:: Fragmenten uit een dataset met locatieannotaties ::
>>>
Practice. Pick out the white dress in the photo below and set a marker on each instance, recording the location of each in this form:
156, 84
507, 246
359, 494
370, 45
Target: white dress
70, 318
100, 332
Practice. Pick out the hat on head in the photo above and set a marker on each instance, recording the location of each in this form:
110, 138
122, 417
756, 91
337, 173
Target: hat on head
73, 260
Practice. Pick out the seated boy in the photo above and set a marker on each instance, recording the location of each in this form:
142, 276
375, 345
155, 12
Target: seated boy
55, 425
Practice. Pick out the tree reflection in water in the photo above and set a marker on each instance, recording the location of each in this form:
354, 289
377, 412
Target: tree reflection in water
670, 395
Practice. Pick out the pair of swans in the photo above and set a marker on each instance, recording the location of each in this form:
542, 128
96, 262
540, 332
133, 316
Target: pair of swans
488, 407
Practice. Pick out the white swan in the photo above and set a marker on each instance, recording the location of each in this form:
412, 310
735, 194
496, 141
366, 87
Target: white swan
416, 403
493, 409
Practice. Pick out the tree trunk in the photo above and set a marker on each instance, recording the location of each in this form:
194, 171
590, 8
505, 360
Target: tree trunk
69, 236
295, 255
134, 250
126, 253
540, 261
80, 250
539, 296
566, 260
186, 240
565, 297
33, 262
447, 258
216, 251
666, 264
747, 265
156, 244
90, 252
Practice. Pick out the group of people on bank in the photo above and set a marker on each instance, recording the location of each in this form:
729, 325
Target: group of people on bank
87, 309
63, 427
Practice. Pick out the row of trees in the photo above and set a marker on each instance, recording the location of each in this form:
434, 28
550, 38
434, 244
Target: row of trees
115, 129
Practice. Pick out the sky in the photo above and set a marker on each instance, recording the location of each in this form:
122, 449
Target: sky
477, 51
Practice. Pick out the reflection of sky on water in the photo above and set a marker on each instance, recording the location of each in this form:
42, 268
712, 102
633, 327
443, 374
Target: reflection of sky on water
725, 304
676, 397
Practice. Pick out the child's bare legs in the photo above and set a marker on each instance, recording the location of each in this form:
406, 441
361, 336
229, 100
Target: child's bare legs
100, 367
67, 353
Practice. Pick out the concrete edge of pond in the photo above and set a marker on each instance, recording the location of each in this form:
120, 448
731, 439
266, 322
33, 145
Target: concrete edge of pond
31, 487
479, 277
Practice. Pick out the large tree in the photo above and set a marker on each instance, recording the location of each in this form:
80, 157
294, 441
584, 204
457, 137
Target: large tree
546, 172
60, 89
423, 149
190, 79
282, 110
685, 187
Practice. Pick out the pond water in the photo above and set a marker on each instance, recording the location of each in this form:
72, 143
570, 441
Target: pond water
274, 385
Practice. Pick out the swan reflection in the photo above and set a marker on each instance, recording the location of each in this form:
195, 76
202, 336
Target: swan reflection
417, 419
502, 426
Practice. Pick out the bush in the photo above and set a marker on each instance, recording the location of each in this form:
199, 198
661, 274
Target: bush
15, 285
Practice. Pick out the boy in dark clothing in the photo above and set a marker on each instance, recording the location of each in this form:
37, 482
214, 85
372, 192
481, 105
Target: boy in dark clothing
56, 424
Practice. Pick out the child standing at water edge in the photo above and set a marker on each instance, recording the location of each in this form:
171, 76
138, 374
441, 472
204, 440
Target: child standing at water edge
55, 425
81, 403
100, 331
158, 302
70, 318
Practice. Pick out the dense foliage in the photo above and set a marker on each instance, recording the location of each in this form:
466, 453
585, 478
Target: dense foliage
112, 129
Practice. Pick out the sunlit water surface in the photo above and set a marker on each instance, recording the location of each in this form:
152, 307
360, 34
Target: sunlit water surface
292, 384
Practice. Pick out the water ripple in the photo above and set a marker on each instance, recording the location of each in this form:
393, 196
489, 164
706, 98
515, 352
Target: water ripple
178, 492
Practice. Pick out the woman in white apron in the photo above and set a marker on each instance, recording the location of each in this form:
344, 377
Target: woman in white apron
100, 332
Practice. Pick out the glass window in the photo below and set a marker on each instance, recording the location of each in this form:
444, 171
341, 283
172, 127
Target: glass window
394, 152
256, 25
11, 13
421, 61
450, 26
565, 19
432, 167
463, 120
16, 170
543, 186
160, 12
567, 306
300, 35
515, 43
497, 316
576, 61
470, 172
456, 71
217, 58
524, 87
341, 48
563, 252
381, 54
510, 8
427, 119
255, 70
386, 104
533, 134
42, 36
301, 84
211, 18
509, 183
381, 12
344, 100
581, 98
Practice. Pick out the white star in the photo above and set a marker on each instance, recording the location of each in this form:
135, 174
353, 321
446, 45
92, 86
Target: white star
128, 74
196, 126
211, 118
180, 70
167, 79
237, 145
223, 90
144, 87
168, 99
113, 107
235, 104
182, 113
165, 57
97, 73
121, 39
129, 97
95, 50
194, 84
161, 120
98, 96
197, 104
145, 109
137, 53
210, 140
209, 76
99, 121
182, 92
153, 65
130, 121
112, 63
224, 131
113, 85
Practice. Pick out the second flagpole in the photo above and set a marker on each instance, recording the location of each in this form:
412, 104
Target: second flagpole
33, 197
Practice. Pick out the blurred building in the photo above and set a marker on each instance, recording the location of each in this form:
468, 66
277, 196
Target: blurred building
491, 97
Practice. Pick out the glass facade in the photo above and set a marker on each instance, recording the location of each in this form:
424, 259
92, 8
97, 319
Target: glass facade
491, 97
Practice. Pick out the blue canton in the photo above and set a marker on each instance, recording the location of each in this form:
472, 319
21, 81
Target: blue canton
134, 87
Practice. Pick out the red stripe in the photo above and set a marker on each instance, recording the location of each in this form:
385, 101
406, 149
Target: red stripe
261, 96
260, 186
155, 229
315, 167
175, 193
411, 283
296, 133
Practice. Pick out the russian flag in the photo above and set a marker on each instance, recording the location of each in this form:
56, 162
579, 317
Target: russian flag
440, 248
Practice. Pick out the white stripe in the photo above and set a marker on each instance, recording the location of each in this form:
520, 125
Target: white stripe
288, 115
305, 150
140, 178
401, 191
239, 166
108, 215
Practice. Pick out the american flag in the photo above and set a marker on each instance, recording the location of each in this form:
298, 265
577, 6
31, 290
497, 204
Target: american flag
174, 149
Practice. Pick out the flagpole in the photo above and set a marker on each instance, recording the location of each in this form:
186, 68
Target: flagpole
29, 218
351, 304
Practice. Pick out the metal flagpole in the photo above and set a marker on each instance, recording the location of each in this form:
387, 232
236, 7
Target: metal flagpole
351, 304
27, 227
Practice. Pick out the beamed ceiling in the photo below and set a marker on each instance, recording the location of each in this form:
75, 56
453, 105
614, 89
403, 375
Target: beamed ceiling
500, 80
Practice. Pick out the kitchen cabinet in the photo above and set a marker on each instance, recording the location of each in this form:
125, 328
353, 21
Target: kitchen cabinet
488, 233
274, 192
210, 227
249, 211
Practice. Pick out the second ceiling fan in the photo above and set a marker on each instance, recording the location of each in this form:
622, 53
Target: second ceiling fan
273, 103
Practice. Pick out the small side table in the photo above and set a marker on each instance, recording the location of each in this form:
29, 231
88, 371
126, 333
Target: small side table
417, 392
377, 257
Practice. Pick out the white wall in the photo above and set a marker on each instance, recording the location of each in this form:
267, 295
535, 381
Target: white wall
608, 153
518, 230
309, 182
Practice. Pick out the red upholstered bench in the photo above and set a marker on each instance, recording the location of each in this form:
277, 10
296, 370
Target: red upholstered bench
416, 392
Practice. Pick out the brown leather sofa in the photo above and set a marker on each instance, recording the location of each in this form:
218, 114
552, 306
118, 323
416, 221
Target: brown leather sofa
<<<
:: Opdracht ::
Pas alle items hierboven aan door overal "set a marker" te vervangen door "place a marker". Laat de rest van de tekst ongewijzigd.

:: Antwoord ::
Practice. Pick out the white dress in the photo below and place a marker on each instance, recording the location of each in this form:
156, 84
507, 246
359, 494
370, 45
Target: white dress
70, 318
100, 332
Practice. Pick out the hat on head in the photo above and place a marker on each instance, recording the location of each in this form:
110, 138
122, 417
756, 91
337, 173
Target: hat on head
73, 260
Practice. Pick out the seated boy in the photo above and place a marker on each instance, recording the location of each in this form:
142, 276
375, 345
155, 12
Target: seated boy
55, 425
Practice. Pick out the tree reflection in water in the photo above and place a marker on each instance, recording the location of each in this form:
354, 289
377, 412
Target: tree reflection in water
670, 395
Practice. Pick out the pair of swans in the photo above and place a marker on each instance, recording the location of each in this form:
542, 128
96, 262
540, 332
133, 316
Target: pair of swans
488, 407
Practice. Pick out the white swan in the photo above and place a marker on each instance, recording the location of each in this form:
412, 310
735, 194
496, 141
366, 87
Target: white swan
416, 403
493, 409
Practice. Pick out the tree trunk in the photo above and place a marker on each instance, recording the location of each in this form:
194, 171
590, 8
505, 360
Target: tree trunk
69, 236
295, 255
134, 250
126, 253
540, 261
80, 250
539, 296
566, 260
186, 240
565, 297
33, 262
447, 258
216, 251
666, 264
747, 265
156, 244
90, 252
Practice. Pick out the group of people on bank in the photo above and place a marker on each instance, recording the location of each in this form:
729, 325
Target: group of people on bank
87, 309
63, 427
Practice. Pick out the row of trees in the photo above and place a marker on each instance, recording the location of each in this form:
434, 28
550, 38
434, 244
Target: row of trees
115, 129
Practice. Pick out the sky in the photo above and place a marker on each instance, recording the location of each in this form:
122, 449
Target: sky
477, 51
Practice. Pick out the reflection of sky on water in the photo above and place a marker on each instance, recording the location of each in this form:
42, 268
712, 102
633, 327
443, 374
Target: reflection of sky on water
725, 304
676, 397
Practice. Pick out the child's bare legs in the photo above and place a marker on each instance, recording the location of each in this form:
406, 441
361, 336
229, 100
Target: child's bare legs
100, 367
67, 353
Practice. Pick out the concrete edge of pond in the photo above and place a marker on each instance, recording the location of each in this form:
120, 448
731, 439
266, 322
33, 145
Target: concrete edge of pond
31, 487
479, 277
Practice. Pick out the large tree in the photo above and place a marker on each instance, recording the location of each in this form:
80, 157
294, 441
584, 204
457, 137
Target: large tree
546, 172
60, 89
423, 149
190, 79
282, 110
685, 187
Practice. Pick out the pond water in the photo above and place a marker on each instance, recording the location of each in this form:
72, 143
570, 441
Target: pond water
274, 385
Practice. Pick out the swan reflection in the photo above and place a marker on each instance, recording the location of each in this form:
195, 76
202, 336
Target: swan reflection
417, 419
502, 426
Practice. Pick out the bush in the photo above and place a marker on each instance, recording the location of each in this form:
199, 198
661, 274
Target: bush
15, 285
Practice. Pick out the boy in dark clothing in the photo above and place a marker on each instance, recording the location of each in this form:
37, 482
214, 85
372, 192
481, 105
Target: boy in dark clothing
56, 424
Practice. Pick out the child standing at water edge in the photo above and place a marker on each instance, recording the location of each in this form:
171, 76
138, 374
441, 472
204, 440
Target: child standing at water edge
55, 425
81, 403
100, 331
158, 302
70, 318
Practice. Pick out the dense foliage in the photo above and place a marker on each instance, recording the location of each in this form:
466, 453
585, 478
Target: dense foliage
112, 129
Practice. Pick out the sunlit water surface in the photo above and place a marker on each instance, recording the location of each in this form:
152, 307
360, 34
Target: sunlit water surface
292, 384
Practice. Pick out the water ripple in the photo above and place a marker on each instance, recording the location of each in this form:
393, 196
489, 164
706, 98
515, 352
Target: water ripple
178, 492
Practice. Pick out the woman in white apron in the photo above and place a marker on each instance, recording the location of each in this form:
344, 377
Target: woman in white apron
100, 332
Practice. Pick out the glass window in the photo below and place a marker on each instance, recording the location of each in this form:
444, 171
341, 283
172, 127
Target: glass window
394, 152
256, 25
11, 13
421, 61
450, 26
565, 19
432, 167
463, 120
16, 170
543, 186
160, 12
567, 306
300, 35
515, 43
497, 316
576, 61
470, 172
456, 71
217, 58
524, 87
341, 48
563, 252
381, 54
510, 8
427, 119
255, 70
386, 104
533, 134
42, 36
301, 84
211, 18
509, 183
381, 12
344, 100
581, 98
Practice. Pick out the white star in the photo above and place a marker on each instance, recording the location of each in this form:
135, 174
353, 321
446, 45
92, 86
Target: white star
128, 74
196, 126
211, 118
180, 70
167, 79
237, 145
223, 90
144, 87
168, 99
113, 107
235, 104
182, 113
165, 57
97, 73
121, 39
129, 97
95, 50
194, 84
161, 120
98, 96
197, 104
145, 109
137, 53
210, 140
209, 76
99, 121
182, 92
153, 65
130, 121
112, 63
224, 131
113, 85
Practice. Pick out the second flagpole in the photo above and place a marker on each instance, recording the location of each in this form:
412, 104
Target: second flagpole
33, 197
Practice. Pick out the blurred building in the photo above and place a marker on each instance, recording the location of each in this form:
468, 66
277, 196
Target: blurred building
491, 97
Practice. Pick out the glass facade in the photo above and place a marker on each instance, recording the location of each in this form:
424, 259
92, 8
97, 319
Target: glass facade
491, 97
Practice. Pick out the blue canton in the photo above and place a marker on each instance, recording the location of each in this form:
472, 319
21, 81
Target: blue canton
134, 87
Practice. Pick out the red stripe in the photo above and place a marker on each instance, recording the location of each in this form:
385, 101
406, 149
Target: red stripe
261, 96
260, 186
155, 229
315, 167
175, 193
411, 283
296, 133
Practice. Pick out the russian flag in the photo above and place a marker on each instance, recording the location of each in this form:
56, 162
579, 317
Target: russian flag
440, 248
Practice. Pick out the white stripe in the photo above and place a marker on each instance, recording the location of each in this form:
520, 125
Target: white stripe
288, 115
305, 150
140, 178
401, 191
239, 166
108, 215
Practice. Pick out the american flag in the photo above and place a marker on each instance, recording the location of each in this form:
298, 265
577, 6
31, 290
497, 204
Target: american flag
174, 149
Practice. Pick out the flagpole in the photo above and place a marker on each instance, recording the location of each in this form:
186, 68
Target: flagpole
29, 218
351, 304
Practice. Pick out the metal flagpole in the photo above and place a marker on each instance, recording the location of each in this form:
387, 232
236, 7
Target: metal flagpole
351, 304
27, 227
Practice. Pick out the beamed ceiling in the photo below and place a marker on each instance, recording the location of each in this form:
75, 56
453, 105
614, 89
403, 375
Target: beamed ceiling
500, 80
Practice. Pick out the kitchen cabinet in the photo above and place a marker on each instance, recording the location of each in this form:
125, 328
353, 21
Target: kitchen cabinet
488, 233
274, 192
210, 227
249, 211
Practice. Pick out the second ceiling fan in the photo above and place a marker on each instance, recording the location of each in this form:
622, 53
Target: second ceiling fan
273, 103
Practice. Pick out the small side table in the photo above and place a marker on each instance, recording the location of each in this form:
29, 231
88, 371
126, 333
Target: small side table
417, 392
377, 257
Practice. Pick out the white wall in the photo above and place a marker on each instance, recording the location of each in this form:
267, 295
535, 381
Target: white wall
608, 153
518, 230
309, 182
Practice. Pick out the red upholstered bench in the photo above and place a marker on each instance, recording the location of each in this form:
277, 10
296, 370
Target: red upholstered bench
416, 392
Practice. Pick out the brown leather sofa in the photo above and place a marker on each instance, recording the location of each in this form:
218, 114
552, 306
118, 323
416, 221
Target: brown leather sofa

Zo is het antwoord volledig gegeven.